The Hidden Life of Trees: What They Feel, How They Communicate—Discoveries from a Secret World

by Peter Wohlleben

  19

  — YOURS OR MINE? —

  THE FOREST ECOSYSTEM is held in a delicate balance. Every being has its niche and its function, which contribute to the well-being of all. Nature is often described like that, or something along those lines; however, that is, unfortunately, false. For out there under the trees, the law of the jungle rules. Every species wants to survive, and each takes from the others what it needs. All are basically ruthless, and the only reason everything doesn’t collapse is because there are safeguards against those who demand more than their due. And one final limitation is an organism’s own genetics: an organism that is too greedy and takes too much without giving anything in return destroys what it needs for life and dies out. Most species, therefore, have developed innate behaviors that protect the forest from overexploitation. We are already familiar with a good example, and that is the jay that eats acorns and beechnuts but buries a multitude of them as it does so, ensuring that the trees can multiply more efficiently with it than without it.
---*---
_Work required_.
Can you reproduce the whole passage about the forest ecosystem above, word for word?

[Referring expression data]
---*---
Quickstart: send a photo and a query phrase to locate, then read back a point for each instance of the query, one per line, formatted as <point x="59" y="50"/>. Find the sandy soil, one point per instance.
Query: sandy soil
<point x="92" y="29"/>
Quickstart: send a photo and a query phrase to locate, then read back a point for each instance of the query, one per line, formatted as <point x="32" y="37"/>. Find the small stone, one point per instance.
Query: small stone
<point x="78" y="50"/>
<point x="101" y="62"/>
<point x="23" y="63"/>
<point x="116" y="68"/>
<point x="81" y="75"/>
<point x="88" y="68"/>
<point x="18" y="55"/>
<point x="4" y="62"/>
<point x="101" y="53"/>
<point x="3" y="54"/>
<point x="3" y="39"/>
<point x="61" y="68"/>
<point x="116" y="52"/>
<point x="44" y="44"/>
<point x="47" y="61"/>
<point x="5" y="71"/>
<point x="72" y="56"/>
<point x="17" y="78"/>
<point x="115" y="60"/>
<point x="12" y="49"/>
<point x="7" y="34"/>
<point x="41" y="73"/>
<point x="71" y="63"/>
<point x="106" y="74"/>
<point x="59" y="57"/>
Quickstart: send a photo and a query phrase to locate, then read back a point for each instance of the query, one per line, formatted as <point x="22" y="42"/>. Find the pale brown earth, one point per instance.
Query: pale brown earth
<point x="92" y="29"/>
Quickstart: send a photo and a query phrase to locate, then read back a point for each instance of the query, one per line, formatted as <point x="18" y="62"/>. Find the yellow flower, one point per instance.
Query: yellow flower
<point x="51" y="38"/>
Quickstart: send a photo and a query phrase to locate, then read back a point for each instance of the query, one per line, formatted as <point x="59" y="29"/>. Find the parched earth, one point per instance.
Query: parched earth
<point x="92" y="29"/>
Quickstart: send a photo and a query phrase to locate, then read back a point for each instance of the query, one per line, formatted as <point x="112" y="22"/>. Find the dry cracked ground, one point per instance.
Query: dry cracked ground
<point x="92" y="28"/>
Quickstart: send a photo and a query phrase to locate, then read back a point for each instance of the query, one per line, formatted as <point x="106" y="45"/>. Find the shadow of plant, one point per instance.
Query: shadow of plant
---*---
_Answer box_.
The Hidden Life of Trees: What They Feel, How They Communicate—Discoveries from a Secret World

by Peter Wohlleben

  19

  — YOURS OR MINE? —

  THE FOREST ECOSYSTEM is held in a delicate balance. Every being has its niche and its function, which contribute to the well-being of all. Nature is often described like that, or something along those lines; however, that is, unfortunately, false. For out there under the trees, the law of the jungle rules. Every species wants to survive, and each takes from the others what it needs. All are basically ruthless, and the only reason everything doesn’t collapse is because there are safeguards against those who demand more than their due. And one final limitation is an organism’s own genetics: an organism that is too greedy and takes too much without giving anything in return destroys what it needs for life and dies out. Most species, therefore, have developed innate behaviors that protect the forest from overexploitation. We are already familiar with a good example, and that is the jay that eats acorns and beechnuts but buries a multitude of them as it does so, ensuring that the trees can multiply more efficiently with it than without it.